*** DATA IN THIS EXERCISE Section Begins ***

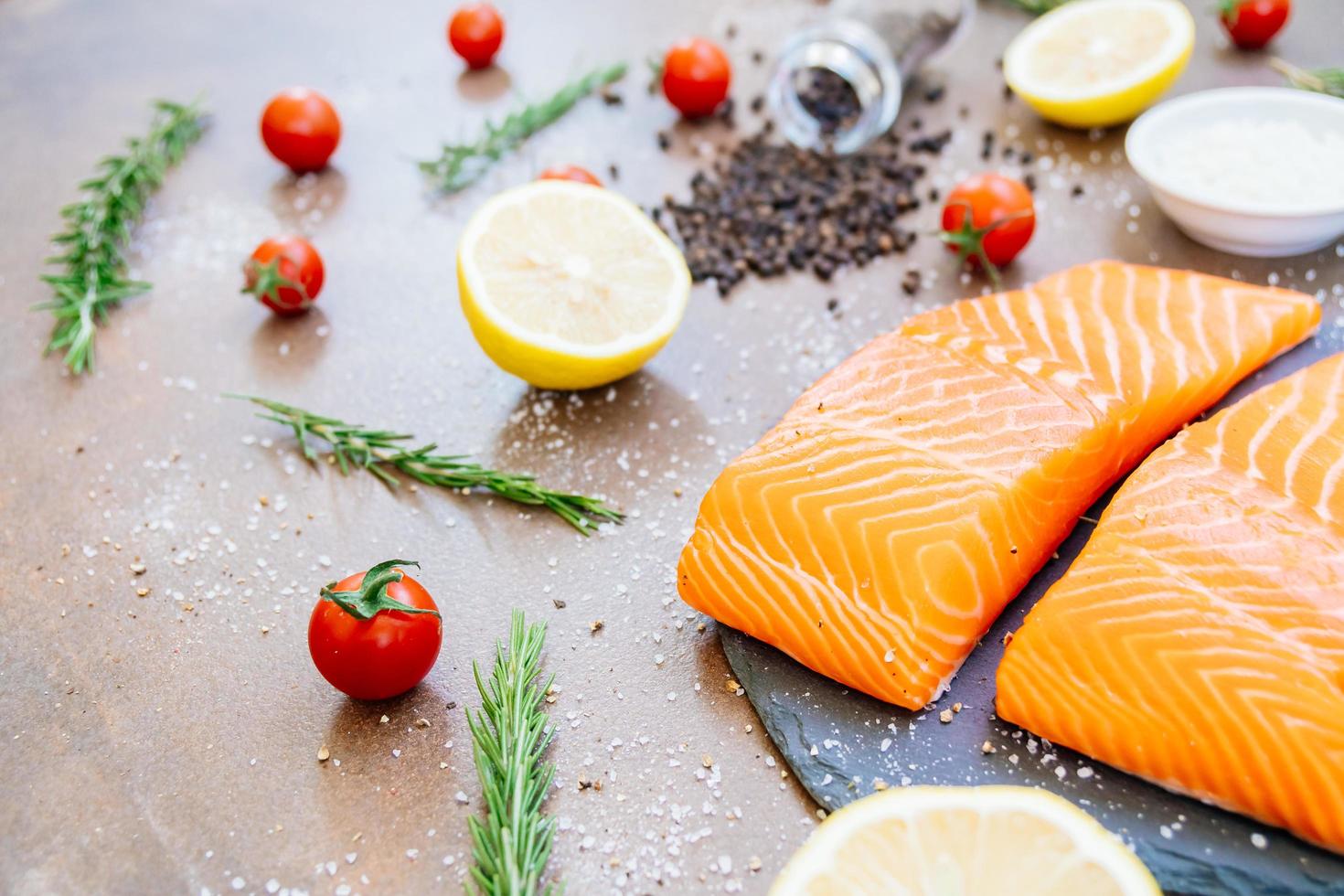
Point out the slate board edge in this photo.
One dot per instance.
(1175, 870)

*** DATA IN THIS EXERCISE Section Ends ***
*** DATA IN THIS EXERCISE Section Begins ***

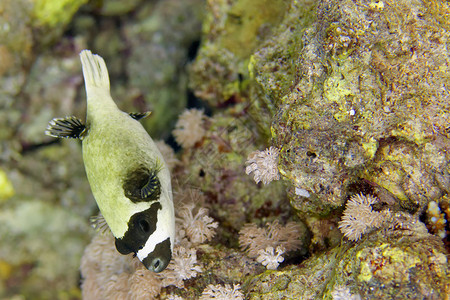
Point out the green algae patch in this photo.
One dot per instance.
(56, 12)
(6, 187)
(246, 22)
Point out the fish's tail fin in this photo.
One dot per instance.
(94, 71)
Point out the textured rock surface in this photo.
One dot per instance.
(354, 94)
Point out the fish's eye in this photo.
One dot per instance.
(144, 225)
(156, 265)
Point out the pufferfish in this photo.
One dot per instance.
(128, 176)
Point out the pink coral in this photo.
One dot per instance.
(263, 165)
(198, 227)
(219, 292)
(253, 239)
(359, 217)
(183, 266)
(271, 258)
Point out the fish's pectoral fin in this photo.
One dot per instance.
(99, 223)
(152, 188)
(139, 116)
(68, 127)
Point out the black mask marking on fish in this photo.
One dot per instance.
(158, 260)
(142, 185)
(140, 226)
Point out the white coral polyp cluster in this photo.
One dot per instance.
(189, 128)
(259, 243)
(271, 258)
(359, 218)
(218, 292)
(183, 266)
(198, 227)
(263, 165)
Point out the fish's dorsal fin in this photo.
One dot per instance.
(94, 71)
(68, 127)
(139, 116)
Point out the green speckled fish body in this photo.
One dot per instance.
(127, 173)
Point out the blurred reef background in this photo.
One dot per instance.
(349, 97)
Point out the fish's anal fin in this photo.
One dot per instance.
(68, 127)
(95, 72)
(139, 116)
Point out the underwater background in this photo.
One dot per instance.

*** DATA IN THIS EXERCISE Section Ends ***
*** DATA IN THIS EXERCISE Section Begins ***

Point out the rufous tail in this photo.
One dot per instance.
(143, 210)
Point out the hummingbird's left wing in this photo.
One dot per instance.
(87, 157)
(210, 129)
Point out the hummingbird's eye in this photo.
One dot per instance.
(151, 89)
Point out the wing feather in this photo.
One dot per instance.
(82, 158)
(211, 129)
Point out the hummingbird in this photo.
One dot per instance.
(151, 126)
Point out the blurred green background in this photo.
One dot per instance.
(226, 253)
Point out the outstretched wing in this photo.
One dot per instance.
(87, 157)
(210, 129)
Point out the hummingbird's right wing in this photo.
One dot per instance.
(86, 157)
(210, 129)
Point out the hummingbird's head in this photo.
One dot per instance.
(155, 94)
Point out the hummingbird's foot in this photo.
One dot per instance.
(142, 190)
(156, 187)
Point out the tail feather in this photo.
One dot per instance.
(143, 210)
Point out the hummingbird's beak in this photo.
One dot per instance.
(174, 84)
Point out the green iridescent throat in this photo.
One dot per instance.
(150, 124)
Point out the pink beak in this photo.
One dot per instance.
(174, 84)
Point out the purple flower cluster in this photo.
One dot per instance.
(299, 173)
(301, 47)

*** DATA IN THIS EXERCISE Section Ends ***

** PROBLEM STATEMENT **
Identify each line in the records above that contains the word "coral", and copy it out in full.

** ANSWER SECTION **
Point out the pink coral in this photo.
Point out the white coral polyp cluster in this photo.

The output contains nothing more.